- [WHAT THE TASK ASKS] Could you repeat, word for word, every line from the one containing "Exercise. Point out each instance of the roof" through the final line of the records below, and nothing else?

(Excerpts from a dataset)
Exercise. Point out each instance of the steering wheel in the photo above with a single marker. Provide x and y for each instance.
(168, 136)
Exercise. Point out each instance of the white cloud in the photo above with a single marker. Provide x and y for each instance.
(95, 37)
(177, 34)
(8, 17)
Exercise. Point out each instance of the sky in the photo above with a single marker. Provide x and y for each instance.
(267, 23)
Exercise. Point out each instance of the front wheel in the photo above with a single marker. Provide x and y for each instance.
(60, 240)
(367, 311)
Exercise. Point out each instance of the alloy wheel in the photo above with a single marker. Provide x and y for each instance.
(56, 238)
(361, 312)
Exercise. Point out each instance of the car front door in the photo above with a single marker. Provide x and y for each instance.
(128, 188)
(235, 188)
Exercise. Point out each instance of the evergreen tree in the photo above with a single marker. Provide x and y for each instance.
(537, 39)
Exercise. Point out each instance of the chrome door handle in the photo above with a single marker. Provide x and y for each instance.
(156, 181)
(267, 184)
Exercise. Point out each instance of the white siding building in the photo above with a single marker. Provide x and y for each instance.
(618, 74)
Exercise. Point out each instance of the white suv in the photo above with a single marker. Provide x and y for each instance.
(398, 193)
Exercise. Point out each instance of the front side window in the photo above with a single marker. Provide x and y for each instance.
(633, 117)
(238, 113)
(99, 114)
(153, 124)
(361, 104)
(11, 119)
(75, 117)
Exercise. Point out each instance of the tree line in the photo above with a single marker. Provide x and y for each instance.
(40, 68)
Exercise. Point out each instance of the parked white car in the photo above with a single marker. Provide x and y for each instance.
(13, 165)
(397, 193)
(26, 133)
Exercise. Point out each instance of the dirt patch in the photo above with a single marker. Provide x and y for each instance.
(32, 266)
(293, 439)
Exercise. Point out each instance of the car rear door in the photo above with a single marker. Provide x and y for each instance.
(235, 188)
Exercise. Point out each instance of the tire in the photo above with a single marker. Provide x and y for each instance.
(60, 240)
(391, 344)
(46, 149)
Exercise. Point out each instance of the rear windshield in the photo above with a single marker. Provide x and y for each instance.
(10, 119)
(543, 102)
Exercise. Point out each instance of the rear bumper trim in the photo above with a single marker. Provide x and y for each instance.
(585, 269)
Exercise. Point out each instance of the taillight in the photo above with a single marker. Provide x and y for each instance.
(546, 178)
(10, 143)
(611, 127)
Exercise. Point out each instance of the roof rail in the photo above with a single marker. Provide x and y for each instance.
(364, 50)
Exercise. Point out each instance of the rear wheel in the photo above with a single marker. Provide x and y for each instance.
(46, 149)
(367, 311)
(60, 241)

- [WORKED SOLUTION]
Exercise. Point out each instance of the roof rail in the photo above with a single marker. Provide x and y for each instance.
(364, 50)
Exercise. Point out each instance of the rear wheel in the photo above with a single marker. Provide x and y for each instance.
(46, 149)
(367, 311)
(60, 241)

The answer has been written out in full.